▸ Task description
Reproduce the items from the line with "of the yellow" through the end of the items, substituting "crash barrier" for "guardrail" and changing nothing else. Give only those lines.

▸ The input
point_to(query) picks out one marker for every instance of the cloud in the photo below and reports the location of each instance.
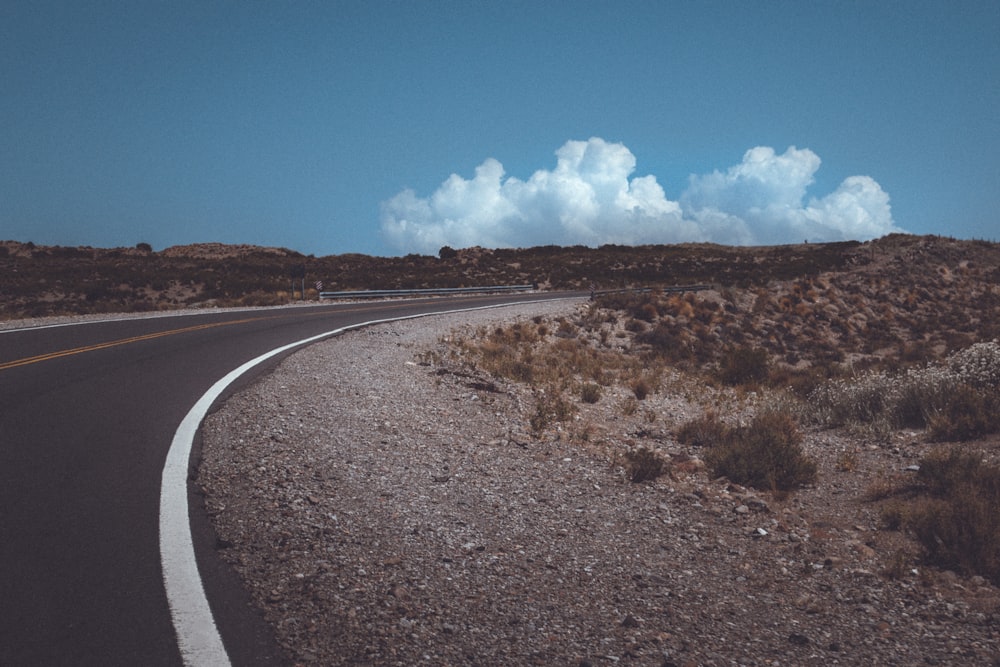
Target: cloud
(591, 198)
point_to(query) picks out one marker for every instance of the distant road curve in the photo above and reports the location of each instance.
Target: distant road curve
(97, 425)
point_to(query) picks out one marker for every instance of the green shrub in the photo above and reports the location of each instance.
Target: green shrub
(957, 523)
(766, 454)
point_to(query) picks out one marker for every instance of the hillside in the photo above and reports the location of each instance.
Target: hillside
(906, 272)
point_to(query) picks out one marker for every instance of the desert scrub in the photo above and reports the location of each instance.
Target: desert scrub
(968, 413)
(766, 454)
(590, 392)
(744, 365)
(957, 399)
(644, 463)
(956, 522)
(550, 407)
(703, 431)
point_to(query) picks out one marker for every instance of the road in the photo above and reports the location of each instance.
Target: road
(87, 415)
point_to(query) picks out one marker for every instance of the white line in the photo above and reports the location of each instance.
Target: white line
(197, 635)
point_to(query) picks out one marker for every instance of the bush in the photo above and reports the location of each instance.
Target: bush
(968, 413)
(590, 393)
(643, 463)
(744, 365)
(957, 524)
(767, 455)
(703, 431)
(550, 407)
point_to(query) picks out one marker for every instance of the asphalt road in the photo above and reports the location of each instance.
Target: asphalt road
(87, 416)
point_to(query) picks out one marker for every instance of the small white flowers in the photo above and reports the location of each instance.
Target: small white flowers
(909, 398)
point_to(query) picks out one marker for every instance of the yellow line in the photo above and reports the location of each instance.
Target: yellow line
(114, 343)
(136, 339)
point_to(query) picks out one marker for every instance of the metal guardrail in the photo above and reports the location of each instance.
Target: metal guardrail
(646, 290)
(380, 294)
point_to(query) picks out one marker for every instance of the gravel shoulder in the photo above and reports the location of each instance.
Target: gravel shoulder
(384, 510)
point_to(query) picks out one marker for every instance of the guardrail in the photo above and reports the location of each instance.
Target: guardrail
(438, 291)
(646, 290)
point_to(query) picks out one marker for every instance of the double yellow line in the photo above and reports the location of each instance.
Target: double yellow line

▸ The solution
point_to(query) picks out one marker for every instance of the yellow line in the photo above and reports the location of each instance.
Target: yellow line
(114, 343)
(136, 339)
point_to(query) picks out one marker for every instance of the metal crash barrier in the photo above and reports the location of each instance.
Target: metal crash barrier
(646, 290)
(380, 294)
point_to(query) picks out one marker for every instance of the gravel shoulder in the photo above and reports the location of each instance.
Target: gravel shoulder
(384, 510)
point_to(query) picks out one marker for every instance of the crash barrier in the photo above and reports the location of each instance.
Target: crash barrier
(438, 291)
(646, 290)
point_to(query) picks out one marker for every instance of the double yellow line in the photo above and reports the location of each instance.
Target: double yellow line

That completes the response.